>> start LISTED RECORDS

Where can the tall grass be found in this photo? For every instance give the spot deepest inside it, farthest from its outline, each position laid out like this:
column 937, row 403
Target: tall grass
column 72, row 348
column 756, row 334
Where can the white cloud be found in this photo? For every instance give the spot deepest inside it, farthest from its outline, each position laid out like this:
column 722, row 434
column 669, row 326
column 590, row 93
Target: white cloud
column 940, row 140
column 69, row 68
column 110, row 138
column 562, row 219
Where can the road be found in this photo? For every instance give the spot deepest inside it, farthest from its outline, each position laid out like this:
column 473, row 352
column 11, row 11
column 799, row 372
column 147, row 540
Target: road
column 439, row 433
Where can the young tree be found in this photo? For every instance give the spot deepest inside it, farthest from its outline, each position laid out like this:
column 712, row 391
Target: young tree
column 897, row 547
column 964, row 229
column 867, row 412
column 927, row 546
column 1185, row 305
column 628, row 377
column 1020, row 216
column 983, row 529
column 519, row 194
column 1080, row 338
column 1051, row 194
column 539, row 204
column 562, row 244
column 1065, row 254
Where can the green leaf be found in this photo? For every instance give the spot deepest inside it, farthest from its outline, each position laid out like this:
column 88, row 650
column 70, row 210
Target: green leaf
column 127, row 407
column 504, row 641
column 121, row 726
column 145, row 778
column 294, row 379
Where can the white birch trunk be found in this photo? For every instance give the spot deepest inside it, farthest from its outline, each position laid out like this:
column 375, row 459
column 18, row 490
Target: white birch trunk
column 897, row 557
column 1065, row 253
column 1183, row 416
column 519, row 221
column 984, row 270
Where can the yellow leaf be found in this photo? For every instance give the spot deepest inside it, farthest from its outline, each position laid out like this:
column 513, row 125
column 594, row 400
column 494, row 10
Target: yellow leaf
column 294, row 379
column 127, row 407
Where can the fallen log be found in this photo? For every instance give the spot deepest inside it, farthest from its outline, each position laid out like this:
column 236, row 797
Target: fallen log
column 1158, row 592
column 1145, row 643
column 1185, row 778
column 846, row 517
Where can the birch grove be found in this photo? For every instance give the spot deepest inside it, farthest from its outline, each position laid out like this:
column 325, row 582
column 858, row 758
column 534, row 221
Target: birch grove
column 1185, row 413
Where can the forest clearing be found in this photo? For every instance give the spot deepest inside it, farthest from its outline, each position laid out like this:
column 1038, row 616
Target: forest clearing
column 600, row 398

>> end LISTED RECORDS

§ **INSTRUCTIONS TO FOLLOW**
Render every line of the items above as a Markdown table with two columns, Row and Line, where Row numbers the lines in order and Line holds each line's text; leave out blank lines.

§ **ANSWER FOR THE TASK**
| Row | Line |
|---|---|
| 1 | Where can the tall grass be found in this photo? For every instance give the spot deepest inside it, farthest from its outline, each position laid out like this: |
| 2 | column 937, row 403 |
| 3 | Target: tall grass |
| 4 | column 72, row 348 |
| 5 | column 756, row 334 |
| 6 | Where can the white cloud be found in this photo? For every instance give the spot deepest inside it, farthest from its outline, each position laid out like this: |
| 7 | column 722, row 434 |
| 8 | column 669, row 326 |
| 9 | column 590, row 93 |
| 10 | Target: white cloud |
| 11 | column 940, row 140 |
| 12 | column 69, row 68 |
| 13 | column 110, row 138 |
| 14 | column 562, row 219 |
| 15 | Where can the road be found in this photo? For every instance give the spot deepest inside it, farthest from its outline, each position laid out like this: |
| 16 | column 473, row 352 |
| 17 | column 11, row 11 |
| 18 | column 799, row 372 |
| 19 | column 147, row 540 |
| 20 | Target: road |
| 21 | column 439, row 433 |
| 22 | Where can the young tree be found in this photo? For every instance give the spot deepest inside it, farthest from its outline, each position laid out like this: |
| 23 | column 712, row 391 |
| 24 | Target: young tree |
| 25 | column 897, row 547 |
| 26 | column 964, row 229 |
| 27 | column 867, row 412 |
| 28 | column 927, row 546 |
| 29 | column 1185, row 305 |
| 30 | column 628, row 377 |
| 31 | column 1020, row 216 |
| 32 | column 983, row 529 |
| 33 | column 519, row 194 |
| 34 | column 1080, row 338 |
| 35 | column 1051, row 194 |
| 36 | column 539, row 204 |
| 37 | column 562, row 244 |
| 38 | column 1065, row 254 |
| 39 | Where can the green leaf be found in this photo? For every instance give the spot deepest inside it, farthest from its outline, each position laid out like this: |
| 40 | column 88, row 650 |
| 41 | column 70, row 210 |
| 42 | Target: green leaf |
| 43 | column 127, row 407 |
| 44 | column 504, row 641 |
| 45 | column 121, row 726 |
| 46 | column 145, row 778 |
| 47 | column 294, row 379 |
| 48 | Where can the white birch trunk be found in this photo? For every instance give the spot deepest inside it, farthest from its outline, each position laid out like this: |
| 49 | column 375, row 459 |
| 50 | column 18, row 490 |
| 51 | Target: white birch trunk |
| 52 | column 897, row 557 |
| 53 | column 1065, row 253 |
| 54 | column 1183, row 416 |
| 55 | column 519, row 221 |
| 56 | column 984, row 270 |
| 57 | Where can the yellow leaf be found in this photo? For every instance give the spot deepest inside it, farthest from its outline, each position laid out like this: |
| 58 | column 513, row 125 |
| 59 | column 594, row 400 |
| 60 | column 494, row 10 |
| 61 | Target: yellow leaf |
| 62 | column 294, row 379 |
| 63 | column 127, row 407 |
| 64 | Where can the fallen log be found in this photo? For every instance give the spot deepest inside it, farthest from its outline, each position laid out like this: |
| 65 | column 236, row 797 |
| 66 | Target: fallen log |
| 67 | column 1158, row 592 |
| 68 | column 1145, row 643 |
| 69 | column 1185, row 778 |
| 70 | column 846, row 517 |
| 71 | Where can the birch grove be found in this photo? For every instance give the spot deepest inside it, farthest from its outline, each position laid out like this: |
| 72 | column 325, row 582 |
| 73 | column 858, row 758 |
| 74 | column 534, row 221 |
| 75 | Target: birch grove |
| 76 | column 1185, row 413 |
| 77 | Where can the forest clearing be found in this photo? For every instance give the spot deepest inside it, farthest from its outline, each position laid out like this: |
| 78 | column 1038, row 616 |
| 79 | Target: forest clearing |
| 80 | column 600, row 398 |